-- BEGIN --
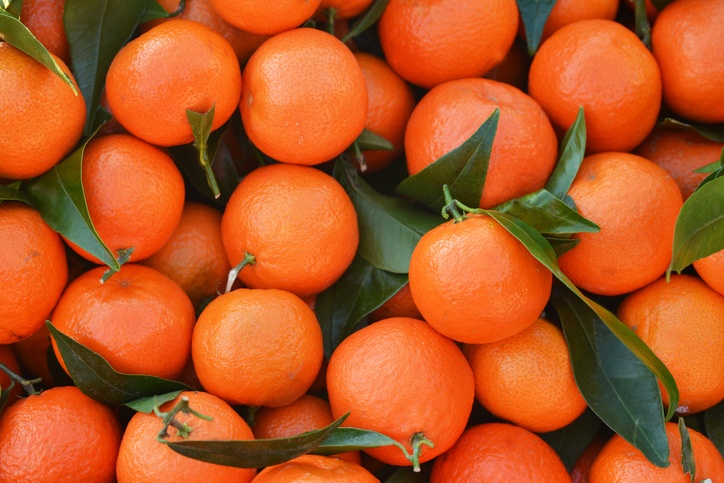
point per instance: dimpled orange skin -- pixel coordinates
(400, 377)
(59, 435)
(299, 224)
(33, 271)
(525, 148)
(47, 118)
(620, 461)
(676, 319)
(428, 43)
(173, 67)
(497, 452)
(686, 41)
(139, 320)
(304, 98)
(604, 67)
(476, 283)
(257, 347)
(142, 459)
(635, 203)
-- END --
* Prompt:
Please write out all the data again word for word, but not the pictures.

* The solution:
point per instance: dimpled orange skin -- pixel coordinates
(400, 377)
(59, 435)
(299, 224)
(33, 271)
(525, 148)
(47, 118)
(620, 461)
(676, 319)
(428, 43)
(173, 67)
(497, 452)
(686, 41)
(139, 320)
(304, 98)
(604, 67)
(476, 283)
(257, 347)
(142, 459)
(635, 203)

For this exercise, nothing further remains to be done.